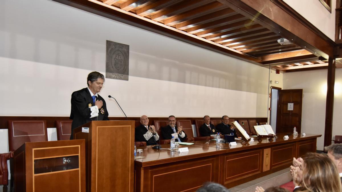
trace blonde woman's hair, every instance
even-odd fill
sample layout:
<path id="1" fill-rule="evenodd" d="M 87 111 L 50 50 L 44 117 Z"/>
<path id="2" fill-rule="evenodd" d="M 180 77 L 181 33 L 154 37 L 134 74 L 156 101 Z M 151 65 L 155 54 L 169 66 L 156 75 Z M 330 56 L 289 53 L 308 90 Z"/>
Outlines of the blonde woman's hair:
<path id="1" fill-rule="evenodd" d="M 305 191 L 341 192 L 337 168 L 326 155 L 308 153 L 304 159 L 302 184 Z"/>

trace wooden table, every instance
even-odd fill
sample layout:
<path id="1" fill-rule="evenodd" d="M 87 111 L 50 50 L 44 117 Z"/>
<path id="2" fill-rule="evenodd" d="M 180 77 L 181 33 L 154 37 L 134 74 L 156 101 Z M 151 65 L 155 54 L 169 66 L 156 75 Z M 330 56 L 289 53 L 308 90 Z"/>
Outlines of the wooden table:
<path id="1" fill-rule="evenodd" d="M 194 191 L 203 183 L 211 181 L 227 188 L 263 177 L 290 165 L 293 157 L 315 152 L 317 138 L 277 134 L 273 141 L 267 138 L 243 145 L 215 144 L 214 140 L 198 141 L 188 148 L 188 152 L 172 152 L 152 146 L 143 150 L 145 158 L 134 161 L 136 191 Z M 168 145 L 162 148 L 169 148 Z"/>

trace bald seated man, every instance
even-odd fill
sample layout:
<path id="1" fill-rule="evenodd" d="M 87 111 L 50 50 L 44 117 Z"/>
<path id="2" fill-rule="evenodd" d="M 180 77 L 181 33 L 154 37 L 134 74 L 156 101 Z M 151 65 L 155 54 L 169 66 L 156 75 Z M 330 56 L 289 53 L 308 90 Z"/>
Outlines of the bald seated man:
<path id="1" fill-rule="evenodd" d="M 157 145 L 159 135 L 154 125 L 149 125 L 148 118 L 143 115 L 140 117 L 141 124 L 135 127 L 135 141 L 145 141 L 147 145 Z"/>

■ Do this ■
How many lines of the rows above contain the word "hair"? Reply with the number alone.

■ Exercise response ■
2